(Image location labeling rows)
## BEGIN

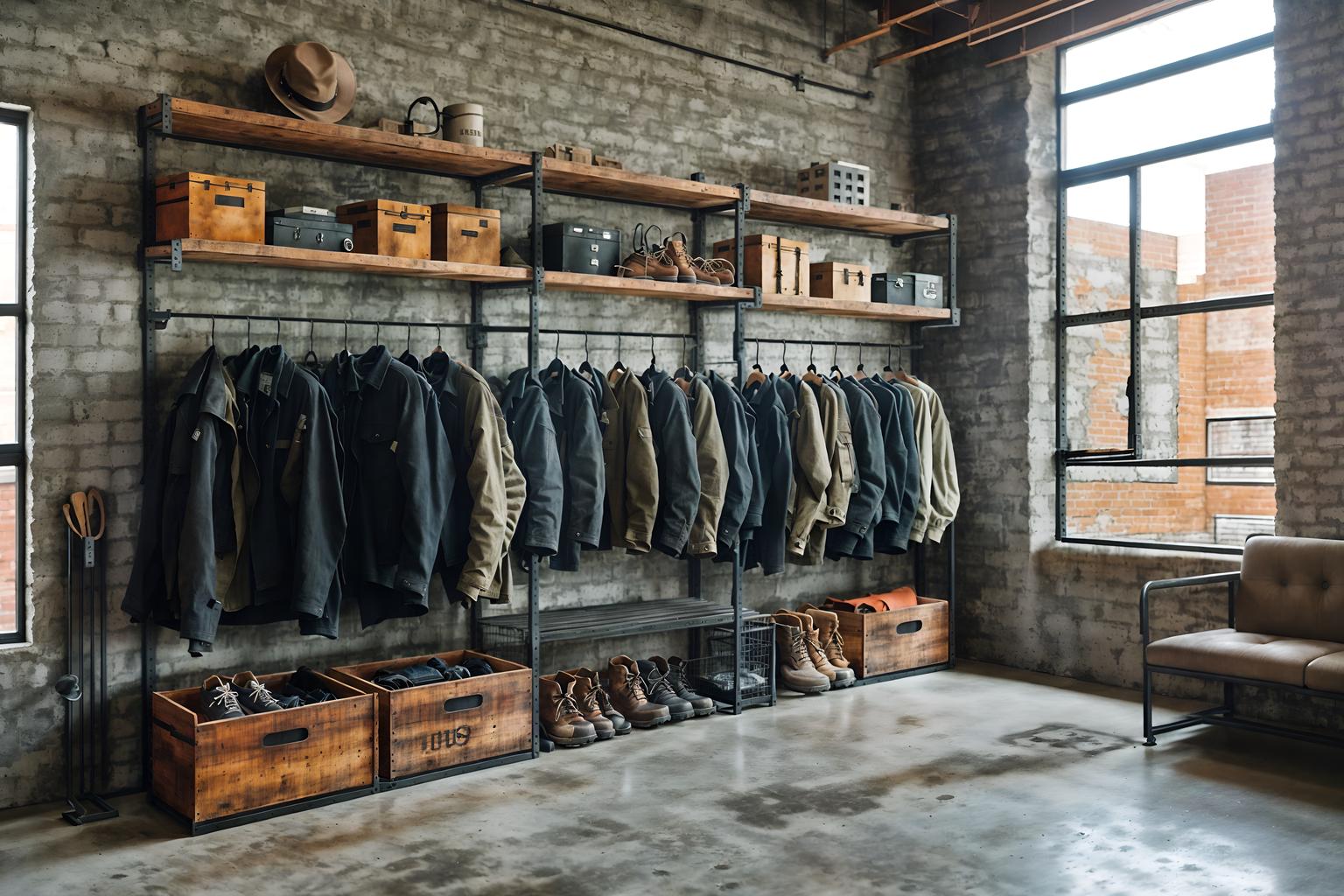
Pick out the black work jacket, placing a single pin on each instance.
(529, 427)
(730, 410)
(187, 526)
(774, 453)
(679, 469)
(579, 442)
(398, 477)
(855, 539)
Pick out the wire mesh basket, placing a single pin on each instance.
(711, 673)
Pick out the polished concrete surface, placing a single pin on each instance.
(976, 780)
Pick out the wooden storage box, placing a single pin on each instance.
(466, 234)
(449, 723)
(779, 266)
(842, 280)
(897, 640)
(388, 228)
(210, 770)
(195, 206)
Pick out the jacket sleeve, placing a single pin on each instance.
(945, 492)
(200, 606)
(539, 459)
(641, 476)
(486, 481)
(679, 472)
(586, 474)
(320, 511)
(712, 464)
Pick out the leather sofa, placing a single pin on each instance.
(1285, 630)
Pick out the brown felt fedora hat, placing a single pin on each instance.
(312, 80)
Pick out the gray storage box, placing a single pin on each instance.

## END

* Exercise description
Reproduce all of the rows above word for word, omitting the pictures.

* Output for this exercise
Pick out the black work jacket, placing a single pin on each instance.
(529, 427)
(730, 410)
(187, 526)
(774, 453)
(679, 469)
(579, 442)
(398, 477)
(855, 539)
Pick out the wire mesh basket, placing a single pin on each instance.
(711, 673)
Pick out the polished concrete surface, placing a single pin on each instance.
(976, 780)
Pick out the wooden storage box, placing a single pin on each instance.
(466, 234)
(449, 723)
(779, 266)
(842, 280)
(897, 640)
(388, 228)
(210, 770)
(195, 206)
Pick out the jacket sleeve, placing a single pin on each instance.
(945, 492)
(200, 606)
(539, 459)
(641, 476)
(486, 481)
(679, 472)
(586, 474)
(320, 511)
(712, 464)
Pick out the leather sofa, placing a single pin on each instance.
(1285, 630)
Pick out the brown felt fedora hat, placing a single pin on each instance.
(312, 80)
Pick out the gray storage box, placing a single pin on each instance.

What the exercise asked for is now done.